Reading passage:
"""
New Year is certainly not the time to brag, but I think mentioning proud moments is OK. I mean the graduation day type of proud moment. Without a doubt, this must include OOPSLA 2005 when Grady Booch included our book in the list of most significant software patterns books.

Integration Patterns in Open Source

I often find myself explaining that patterns are more than a solution (the canonical example are GOF's State and Strategy patterns, which have exactly the same solution structure, but very different intents). Still, it is quite normal for frequently used patterns to make their way into common libraries and platforms. Naturally, a number of our patterns were already implemented in messaging middleware before we even documented them. Still, I am very happy that a number of (commercial) open source projects have adopted our patterns. The most relevant ones (in no particular order are):

If you know of other open source frameworks that use our patterns, let me know.

Universal Language

Enterprise Integration Patterns is also no longer restricted to English. We already have a Russian and Chinese copy out, with a Korean one in the works, and a Japanese version under negotiation. If all goes according to plan, EIP will soon be available in five languages for you to enjoy.
"""
Tasks to perform:
• a. In the integration patterns excerpt, shorten the paragraph beginning "Enterprise Integration Patterns is also no longer restricted to English" into a brief list that keeps its main facts.
• b. From the integration patterns excerpt, quote everything from "Integration Patterns in" down to "let me know.".
• c. Using the integration patterns excerpt, answer each question on its own line:
(i) At which event did Grady Booch include the book in his list of significant software patterns books?
(ii) Which two GOF patterns have the same solution structure but different intents?
(iii) Which language edition is under negotiation?

Given information:
"""
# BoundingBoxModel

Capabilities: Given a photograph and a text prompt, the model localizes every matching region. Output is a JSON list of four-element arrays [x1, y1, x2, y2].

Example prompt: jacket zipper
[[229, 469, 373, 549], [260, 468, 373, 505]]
"""
Task-by-task solutions:
• a.
- The book is no longer available only in English.
- Russian and Chinese editions are already out.
- A Korean edition is in progress.
- A Japanese edition is under negotiation.
- If plans hold, the book will soon be available in five languages.

• b.
Integration Patterns in Open Source

I often find myself explaining that patterns are more than a solution (the canonical example are GOF's State and Strategy patterns, which have exactly the same solution structure, but very different intents). Still, it is quite normal for frequently used patterns to make their way into common libraries and platforms. Naturally, a number of our patterns were already implemented in messaging middleware before we even documented them. Still, I am very happy that a number of (commercial) open source projects have adopted our patterns. The most relevant ones (in no particular order are):

If you know of other open source frameworks that use our patterns, let me know.

• c.
(i) OOPSLA 2005
(ii) State and Strategy
(iii) Japanese